**Your objective:** Gather each line in the entries below that contains the string "crop", and copy each one unchanged.

**Data to use:**

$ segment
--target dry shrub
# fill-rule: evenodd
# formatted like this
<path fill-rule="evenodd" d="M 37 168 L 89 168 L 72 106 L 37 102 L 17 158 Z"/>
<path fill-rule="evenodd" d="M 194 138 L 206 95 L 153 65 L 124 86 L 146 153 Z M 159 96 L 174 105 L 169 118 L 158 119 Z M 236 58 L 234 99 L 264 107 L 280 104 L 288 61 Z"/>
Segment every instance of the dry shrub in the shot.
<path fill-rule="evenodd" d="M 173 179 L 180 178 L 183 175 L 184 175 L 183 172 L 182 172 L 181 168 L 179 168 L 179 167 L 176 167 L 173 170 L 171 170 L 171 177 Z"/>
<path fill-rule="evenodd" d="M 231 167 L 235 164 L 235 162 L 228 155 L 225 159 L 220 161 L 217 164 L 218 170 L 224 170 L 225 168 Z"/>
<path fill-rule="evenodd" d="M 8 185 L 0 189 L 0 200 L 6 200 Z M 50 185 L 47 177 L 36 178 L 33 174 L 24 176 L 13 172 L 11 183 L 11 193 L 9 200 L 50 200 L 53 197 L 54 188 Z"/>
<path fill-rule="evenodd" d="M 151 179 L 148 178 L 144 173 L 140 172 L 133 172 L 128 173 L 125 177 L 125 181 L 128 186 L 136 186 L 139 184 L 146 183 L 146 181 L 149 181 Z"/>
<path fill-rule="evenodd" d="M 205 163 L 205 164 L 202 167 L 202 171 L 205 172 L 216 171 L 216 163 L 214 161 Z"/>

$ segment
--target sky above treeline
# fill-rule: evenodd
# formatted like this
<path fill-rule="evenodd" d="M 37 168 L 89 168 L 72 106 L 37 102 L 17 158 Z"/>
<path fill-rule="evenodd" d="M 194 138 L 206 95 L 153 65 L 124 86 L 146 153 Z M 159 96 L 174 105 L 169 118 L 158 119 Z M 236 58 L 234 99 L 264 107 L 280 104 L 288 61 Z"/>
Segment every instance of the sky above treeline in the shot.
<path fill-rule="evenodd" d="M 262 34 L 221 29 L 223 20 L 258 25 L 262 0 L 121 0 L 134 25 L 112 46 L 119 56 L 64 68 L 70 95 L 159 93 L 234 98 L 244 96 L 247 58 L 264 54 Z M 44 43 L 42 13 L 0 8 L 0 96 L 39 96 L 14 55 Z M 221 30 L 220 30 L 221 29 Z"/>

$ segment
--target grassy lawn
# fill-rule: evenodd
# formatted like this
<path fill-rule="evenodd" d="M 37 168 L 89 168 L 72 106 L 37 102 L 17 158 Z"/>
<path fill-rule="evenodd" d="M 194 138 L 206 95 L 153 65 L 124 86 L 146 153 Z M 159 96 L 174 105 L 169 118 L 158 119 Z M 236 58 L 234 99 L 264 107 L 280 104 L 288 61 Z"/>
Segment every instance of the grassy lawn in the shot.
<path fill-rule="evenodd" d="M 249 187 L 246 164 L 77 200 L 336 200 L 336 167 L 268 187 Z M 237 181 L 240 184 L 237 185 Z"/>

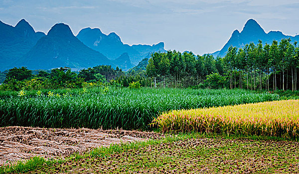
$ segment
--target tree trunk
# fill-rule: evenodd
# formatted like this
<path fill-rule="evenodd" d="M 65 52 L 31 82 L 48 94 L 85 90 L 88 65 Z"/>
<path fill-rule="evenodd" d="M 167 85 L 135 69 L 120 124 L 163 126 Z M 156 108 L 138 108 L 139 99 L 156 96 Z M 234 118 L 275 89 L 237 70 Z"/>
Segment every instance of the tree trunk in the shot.
<path fill-rule="evenodd" d="M 277 83 L 276 82 L 276 70 L 275 70 L 275 91 L 277 90 Z"/>
<path fill-rule="evenodd" d="M 295 67 L 295 90 L 297 90 L 297 67 Z"/>
<path fill-rule="evenodd" d="M 262 91 L 262 71 L 260 71 L 260 89 L 261 89 L 261 91 Z"/>
<path fill-rule="evenodd" d="M 275 83 L 274 82 L 275 82 L 275 80 L 274 79 L 274 74 L 273 74 L 273 91 L 275 90 Z"/>
<path fill-rule="evenodd" d="M 294 80 L 293 68 L 292 67 L 292 91 L 294 91 Z"/>
<path fill-rule="evenodd" d="M 151 88 L 151 78 L 150 78 L 150 88 Z"/>
<path fill-rule="evenodd" d="M 236 88 L 236 70 L 235 70 L 235 88 Z"/>
<path fill-rule="evenodd" d="M 268 68 L 267 69 L 267 79 L 268 80 L 268 91 L 269 91 L 269 69 Z"/>
<path fill-rule="evenodd" d="M 256 87 L 256 86 L 255 86 L 256 85 L 256 84 L 255 84 L 255 73 L 256 73 L 256 72 L 255 72 L 255 70 L 254 71 L 254 73 L 254 73 L 253 74 L 253 81 L 254 81 L 254 90 L 256 90 L 256 87 Z"/>
<path fill-rule="evenodd" d="M 289 78 L 288 78 L 289 76 L 288 76 L 288 74 L 289 73 L 289 70 L 287 70 L 287 88 L 286 90 L 288 90 L 288 87 L 289 86 L 288 85 L 288 82 L 289 81 Z"/>
<path fill-rule="evenodd" d="M 250 90 L 252 90 L 252 72 L 250 72 Z"/>
<path fill-rule="evenodd" d="M 248 89 L 248 71 L 246 71 L 246 76 L 247 77 L 247 89 Z"/>

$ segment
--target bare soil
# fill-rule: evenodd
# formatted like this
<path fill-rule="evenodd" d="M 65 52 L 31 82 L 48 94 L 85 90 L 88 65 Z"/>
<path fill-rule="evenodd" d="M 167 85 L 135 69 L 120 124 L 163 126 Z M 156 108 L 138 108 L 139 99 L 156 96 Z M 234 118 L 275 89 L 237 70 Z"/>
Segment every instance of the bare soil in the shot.
<path fill-rule="evenodd" d="M 163 136 L 154 132 L 86 128 L 18 126 L 0 128 L 0 165 L 34 156 L 64 158 L 111 144 L 146 141 Z"/>

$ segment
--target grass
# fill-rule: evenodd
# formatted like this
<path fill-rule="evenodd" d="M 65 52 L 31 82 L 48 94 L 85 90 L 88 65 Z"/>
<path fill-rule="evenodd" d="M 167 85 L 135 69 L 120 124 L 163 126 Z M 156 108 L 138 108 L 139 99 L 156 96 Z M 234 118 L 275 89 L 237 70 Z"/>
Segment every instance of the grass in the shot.
<path fill-rule="evenodd" d="M 122 128 L 149 130 L 163 111 L 278 100 L 278 95 L 244 90 L 97 88 L 0 91 L 0 126 Z M 50 95 L 49 93 L 52 93 Z M 52 96 L 53 95 L 53 96 Z"/>
<path fill-rule="evenodd" d="M 162 132 L 197 131 L 234 135 L 299 137 L 299 100 L 173 110 L 154 124 Z"/>
<path fill-rule="evenodd" d="M 42 163 L 31 166 L 31 172 L 21 171 L 19 164 L 0 173 L 298 173 L 299 143 L 284 140 L 172 135 L 161 140 L 95 149 L 64 161 L 47 162 L 35 158 L 31 160 Z"/>

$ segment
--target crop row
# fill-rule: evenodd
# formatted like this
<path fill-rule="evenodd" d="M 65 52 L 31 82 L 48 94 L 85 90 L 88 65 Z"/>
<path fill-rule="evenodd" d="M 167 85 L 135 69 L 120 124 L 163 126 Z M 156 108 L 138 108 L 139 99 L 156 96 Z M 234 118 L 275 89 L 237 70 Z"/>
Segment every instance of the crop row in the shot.
<path fill-rule="evenodd" d="M 163 111 L 278 99 L 275 94 L 231 90 L 124 88 L 103 92 L 91 88 L 84 92 L 71 90 L 67 92 L 72 94 L 66 95 L 56 90 L 59 95 L 54 92 L 53 96 L 46 92 L 37 95 L 30 91 L 23 96 L 2 94 L 0 126 L 147 130 Z"/>
<path fill-rule="evenodd" d="M 172 110 L 153 121 L 163 132 L 299 137 L 299 100 Z"/>

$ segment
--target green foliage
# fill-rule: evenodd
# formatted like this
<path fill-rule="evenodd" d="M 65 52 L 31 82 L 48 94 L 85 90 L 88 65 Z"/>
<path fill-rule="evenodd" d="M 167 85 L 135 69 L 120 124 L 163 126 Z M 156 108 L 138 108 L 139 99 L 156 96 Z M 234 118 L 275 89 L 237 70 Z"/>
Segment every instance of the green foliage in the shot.
<path fill-rule="evenodd" d="M 141 87 L 141 84 L 139 81 L 132 82 L 129 84 L 129 88 L 130 89 L 139 89 Z"/>
<path fill-rule="evenodd" d="M 15 79 L 17 81 L 21 81 L 28 79 L 31 77 L 32 77 L 32 71 L 27 69 L 26 67 L 14 67 L 9 69 L 6 74 L 6 78 L 4 83 L 8 82 L 10 79 Z"/>
<path fill-rule="evenodd" d="M 212 89 L 223 88 L 226 81 L 226 78 L 218 73 L 213 73 L 206 76 L 207 79 L 204 82 L 208 87 Z"/>
<path fill-rule="evenodd" d="M 153 118 L 173 109 L 277 100 L 277 95 L 241 90 L 142 88 L 0 91 L 0 126 L 150 129 Z"/>

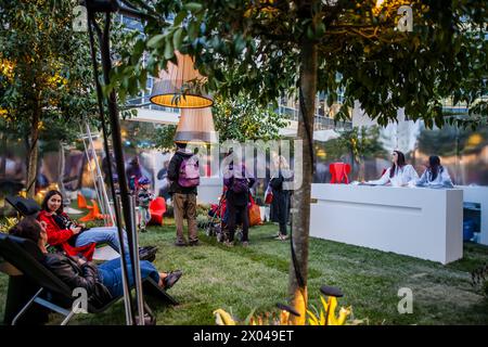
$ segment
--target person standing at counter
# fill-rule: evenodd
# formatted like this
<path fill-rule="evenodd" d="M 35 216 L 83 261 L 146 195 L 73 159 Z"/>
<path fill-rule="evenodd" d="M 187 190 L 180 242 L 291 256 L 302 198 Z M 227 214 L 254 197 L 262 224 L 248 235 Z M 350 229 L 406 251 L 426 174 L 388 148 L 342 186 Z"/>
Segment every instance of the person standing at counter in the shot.
<path fill-rule="evenodd" d="M 428 162 L 425 165 L 425 169 L 422 177 L 416 182 L 416 187 L 428 188 L 453 188 L 451 177 L 448 170 L 440 165 L 440 158 L 437 155 L 428 157 Z"/>
<path fill-rule="evenodd" d="M 394 151 L 391 154 L 391 167 L 386 169 L 378 180 L 367 181 L 365 183 L 377 185 L 390 184 L 394 187 L 407 187 L 416 183 L 419 175 L 413 166 L 406 163 L 404 154 L 402 152 Z"/>

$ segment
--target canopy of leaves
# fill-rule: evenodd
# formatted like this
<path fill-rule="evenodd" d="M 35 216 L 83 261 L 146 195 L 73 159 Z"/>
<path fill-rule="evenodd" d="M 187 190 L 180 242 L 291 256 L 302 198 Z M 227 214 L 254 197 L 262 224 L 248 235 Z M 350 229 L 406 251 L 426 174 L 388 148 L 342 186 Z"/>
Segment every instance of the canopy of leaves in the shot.
<path fill-rule="evenodd" d="M 72 29 L 72 1 L 0 1 L 0 108 L 3 126 L 29 133 L 39 111 L 41 138 L 68 140 L 97 100 L 88 37 Z"/>
<path fill-rule="evenodd" d="M 383 157 L 387 153 L 381 142 L 380 127 L 355 127 L 339 131 L 339 137 L 325 142 L 326 158 L 338 159 L 350 154 L 357 163 L 365 158 Z"/>
<path fill-rule="evenodd" d="M 412 8 L 411 33 L 397 28 L 401 5 Z M 319 50 L 318 91 L 330 95 L 329 104 L 344 91 L 338 118 L 359 100 L 381 125 L 404 107 L 410 119 L 441 126 L 457 120 L 442 115 L 441 101 L 453 95 L 454 103 L 473 110 L 472 120 L 486 119 L 486 102 L 479 99 L 487 93 L 484 1 L 155 0 L 141 9 L 149 15 L 145 35 L 117 70 L 129 86 L 143 78 L 125 70 L 143 64 L 144 50 L 143 73 L 154 75 L 180 50 L 195 57 L 209 89 L 223 97 L 245 89 L 267 104 L 296 85 L 306 38 Z M 169 14 L 176 14 L 172 22 L 165 20 Z M 232 78 L 229 70 L 235 72 Z"/>
<path fill-rule="evenodd" d="M 229 99 L 216 98 L 213 114 L 220 142 L 275 140 L 280 137 L 280 129 L 288 124 L 272 108 L 257 104 L 246 94 Z"/>

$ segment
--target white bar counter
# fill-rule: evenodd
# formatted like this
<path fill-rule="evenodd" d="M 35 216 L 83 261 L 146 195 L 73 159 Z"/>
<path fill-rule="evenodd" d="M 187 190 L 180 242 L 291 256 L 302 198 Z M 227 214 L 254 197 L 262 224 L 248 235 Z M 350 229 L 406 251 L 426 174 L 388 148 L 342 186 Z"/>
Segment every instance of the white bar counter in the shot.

**Response to the task:**
--target crop row
Segment every instance of the crop row in the shot.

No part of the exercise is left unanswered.